◆ Problems to work on ◆
1 - In the thread critiquing a two-year-old AQHA filly, what does Elana wish the filly had more of?
2 - Write the next part of the forum thread critiquing the two-year-old AQHA filly, starting right after its final line.

◆ Text ◆

# 2 Yr Old AQHA Critique



## ANuJourney (Sep 3, 2012)

{8 months}









{12 months}

























{17 months}

















{current. 2yrs}​


----------



## paintedpastures (Jun 21, 2011)

OMG she's beautiful!!


----------



## Dreamcatcher Arabians (Nov 14, 2010)

That's a NICE looking filly! You get tired of her, you can drop her off her, no problem.


----------



## SaddleStrings (May 15, 2012)

She could honestly pass for a hunter under saddle! She is pretty! Good luck with her


----------



## KigerQueen (Jun 16, 2013)

Oh no she would NEVER be show quality! Here just let me take her off your hands XD!


She is stunning!


----------



## Elana (Jan 28, 2011)

Very pretty horse. Very breedy. Nice blood lines. Would love to see if she would cut. Wish she had a little more bone but that is all.


----------



## GotaDunQH (Feb 13, 2011)

◆ Stored records ◆

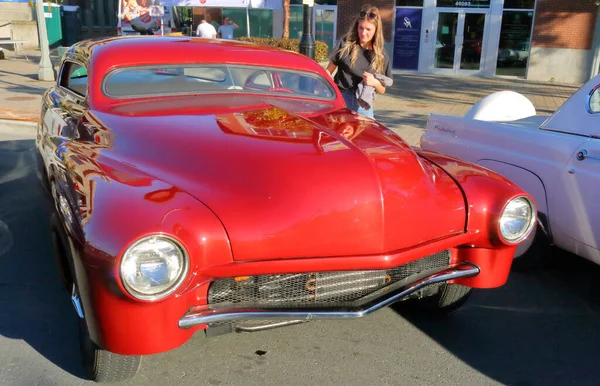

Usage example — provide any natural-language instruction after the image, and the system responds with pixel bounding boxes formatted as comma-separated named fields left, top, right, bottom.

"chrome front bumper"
left=179, top=263, right=479, bottom=328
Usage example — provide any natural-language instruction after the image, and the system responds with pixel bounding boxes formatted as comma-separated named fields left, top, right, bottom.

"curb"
left=0, top=119, right=38, bottom=132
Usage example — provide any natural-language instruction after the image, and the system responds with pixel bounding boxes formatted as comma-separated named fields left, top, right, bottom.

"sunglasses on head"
left=359, top=11, right=377, bottom=20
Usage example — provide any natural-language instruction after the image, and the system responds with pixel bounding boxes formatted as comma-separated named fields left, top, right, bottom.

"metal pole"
left=35, top=0, right=56, bottom=81
left=590, top=1, right=600, bottom=79
left=299, top=0, right=317, bottom=59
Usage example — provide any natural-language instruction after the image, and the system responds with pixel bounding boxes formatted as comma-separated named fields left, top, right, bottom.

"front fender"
left=61, top=155, right=233, bottom=355
left=417, top=150, right=537, bottom=249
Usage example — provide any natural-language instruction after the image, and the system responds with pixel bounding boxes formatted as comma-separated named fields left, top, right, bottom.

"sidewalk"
left=0, top=47, right=581, bottom=145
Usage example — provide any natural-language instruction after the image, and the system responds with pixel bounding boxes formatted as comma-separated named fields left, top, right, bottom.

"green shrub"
left=237, top=37, right=327, bottom=62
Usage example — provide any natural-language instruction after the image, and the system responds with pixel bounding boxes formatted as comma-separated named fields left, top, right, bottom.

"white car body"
left=421, top=75, right=600, bottom=264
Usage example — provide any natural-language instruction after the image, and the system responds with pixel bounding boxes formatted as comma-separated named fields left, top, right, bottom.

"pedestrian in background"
left=217, top=16, right=239, bottom=40
left=327, top=4, right=393, bottom=118
left=196, top=18, right=217, bottom=39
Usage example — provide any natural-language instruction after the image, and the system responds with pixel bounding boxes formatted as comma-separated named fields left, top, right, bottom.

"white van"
left=117, top=0, right=177, bottom=36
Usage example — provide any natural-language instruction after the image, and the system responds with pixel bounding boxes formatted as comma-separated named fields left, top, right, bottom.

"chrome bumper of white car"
left=179, top=263, right=479, bottom=328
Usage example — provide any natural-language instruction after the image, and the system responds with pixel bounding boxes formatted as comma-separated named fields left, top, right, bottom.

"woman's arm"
left=363, top=72, right=385, bottom=94
left=325, top=62, right=337, bottom=75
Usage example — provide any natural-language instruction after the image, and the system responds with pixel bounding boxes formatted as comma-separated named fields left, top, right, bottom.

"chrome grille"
left=208, top=250, right=450, bottom=308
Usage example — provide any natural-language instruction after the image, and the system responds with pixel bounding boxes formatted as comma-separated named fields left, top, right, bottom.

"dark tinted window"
left=396, top=0, right=423, bottom=7
left=504, top=0, right=535, bottom=9
left=60, top=62, right=88, bottom=96
left=437, top=0, right=490, bottom=8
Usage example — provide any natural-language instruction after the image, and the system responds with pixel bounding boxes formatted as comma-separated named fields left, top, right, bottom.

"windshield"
left=103, top=64, right=335, bottom=99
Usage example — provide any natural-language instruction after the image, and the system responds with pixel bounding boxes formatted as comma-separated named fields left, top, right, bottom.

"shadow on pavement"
left=0, top=139, right=83, bottom=384
left=395, top=252, right=600, bottom=385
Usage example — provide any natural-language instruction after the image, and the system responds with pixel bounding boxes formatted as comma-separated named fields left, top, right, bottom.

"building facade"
left=337, top=0, right=599, bottom=83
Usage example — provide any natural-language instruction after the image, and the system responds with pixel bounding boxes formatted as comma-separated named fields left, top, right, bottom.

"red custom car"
left=36, top=37, right=537, bottom=381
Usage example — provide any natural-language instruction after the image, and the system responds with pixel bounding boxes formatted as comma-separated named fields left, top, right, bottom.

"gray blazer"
left=354, top=74, right=394, bottom=110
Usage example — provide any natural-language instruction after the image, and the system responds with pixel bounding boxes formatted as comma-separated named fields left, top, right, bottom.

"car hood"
left=100, top=104, right=466, bottom=260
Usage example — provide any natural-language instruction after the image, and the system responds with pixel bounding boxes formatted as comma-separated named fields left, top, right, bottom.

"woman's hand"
left=363, top=71, right=385, bottom=94
left=363, top=71, right=381, bottom=87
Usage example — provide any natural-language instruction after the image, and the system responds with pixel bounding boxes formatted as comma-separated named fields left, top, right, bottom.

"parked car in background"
left=498, top=42, right=530, bottom=65
left=421, top=76, right=600, bottom=266
left=41, top=37, right=537, bottom=381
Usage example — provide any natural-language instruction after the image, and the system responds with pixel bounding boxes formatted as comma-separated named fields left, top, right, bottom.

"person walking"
left=196, top=18, right=217, bottom=39
left=326, top=4, right=393, bottom=118
left=217, top=16, right=239, bottom=40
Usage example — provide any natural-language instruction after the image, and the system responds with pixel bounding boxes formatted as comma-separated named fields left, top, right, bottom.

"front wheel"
left=79, top=319, right=142, bottom=383
left=413, top=284, right=472, bottom=316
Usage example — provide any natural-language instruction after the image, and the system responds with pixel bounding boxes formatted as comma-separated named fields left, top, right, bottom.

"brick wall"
left=337, top=0, right=395, bottom=42
left=532, top=0, right=598, bottom=50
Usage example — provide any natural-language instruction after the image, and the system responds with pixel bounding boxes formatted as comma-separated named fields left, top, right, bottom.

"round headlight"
left=499, top=197, right=535, bottom=244
left=121, top=236, right=188, bottom=300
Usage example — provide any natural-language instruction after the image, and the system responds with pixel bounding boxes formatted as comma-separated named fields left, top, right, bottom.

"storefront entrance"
left=432, top=8, right=489, bottom=74
left=313, top=4, right=337, bottom=52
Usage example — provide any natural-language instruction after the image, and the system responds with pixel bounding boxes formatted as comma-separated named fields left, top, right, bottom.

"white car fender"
left=465, top=91, right=536, bottom=122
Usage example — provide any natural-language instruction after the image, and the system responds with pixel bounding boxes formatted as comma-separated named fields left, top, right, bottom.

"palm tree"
left=281, top=0, right=290, bottom=39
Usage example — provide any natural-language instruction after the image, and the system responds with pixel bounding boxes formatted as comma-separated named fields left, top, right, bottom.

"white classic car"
left=421, top=75, right=600, bottom=268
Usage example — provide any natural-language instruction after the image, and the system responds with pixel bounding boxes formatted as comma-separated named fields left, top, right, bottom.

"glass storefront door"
left=434, top=10, right=487, bottom=73
left=313, top=4, right=337, bottom=53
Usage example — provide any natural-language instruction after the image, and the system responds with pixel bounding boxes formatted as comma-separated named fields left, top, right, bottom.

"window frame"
left=100, top=63, right=337, bottom=101
left=57, top=59, right=90, bottom=100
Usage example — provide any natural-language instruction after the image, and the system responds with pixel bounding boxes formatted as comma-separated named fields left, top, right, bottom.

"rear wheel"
left=50, top=213, right=141, bottom=383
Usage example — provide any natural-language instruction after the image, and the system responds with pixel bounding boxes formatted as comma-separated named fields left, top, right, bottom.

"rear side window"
left=589, top=84, right=600, bottom=114
left=60, top=62, right=88, bottom=97
left=103, top=65, right=336, bottom=99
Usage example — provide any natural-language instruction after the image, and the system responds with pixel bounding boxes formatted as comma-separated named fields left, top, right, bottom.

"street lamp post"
left=590, top=0, right=600, bottom=79
left=300, top=0, right=316, bottom=59
left=35, top=0, right=55, bottom=81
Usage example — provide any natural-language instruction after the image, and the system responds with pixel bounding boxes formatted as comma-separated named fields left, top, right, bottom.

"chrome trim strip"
left=179, top=262, right=480, bottom=328
left=235, top=320, right=308, bottom=332
left=540, top=126, right=600, bottom=139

◆ Outputs by task ◆
1 - A little more bone.

2 -
I know this horse and the owner from another board, and I just drool over her every time I see her. If she pans out training and performance-wise in the pen, she's the TOTAL package as far as I'm concerned. What I love about her, is that she has grown up pretty much balanced throughout her young life so far....no out of whack downhill and catch-up stuff.....pretty much level the whole way through.


----------



## Dreamcatcher Arabians (Nov 14, 2010)

KigerQueen said:


> Oh no she would NEVER be show quality!


LOL! I so agree with you. I think she should come here where I can keep her hidden so she won't embarrass her owner......


NOT! She's quite lovely!


----------



## EliRose (Aug 12, 2012)

Oh wow, she's drop dead gorgeous. I love her build, and that butt! She's my absolute favorite color/marking combo, chestnut with four white legs and face white 

If you ever get tired of her . . .


----------



## Ace80908 (Apr 21, 2011)

Oh My, she is a fancy, fancy girl. THIS is what good breeding is all about!!! LOVE!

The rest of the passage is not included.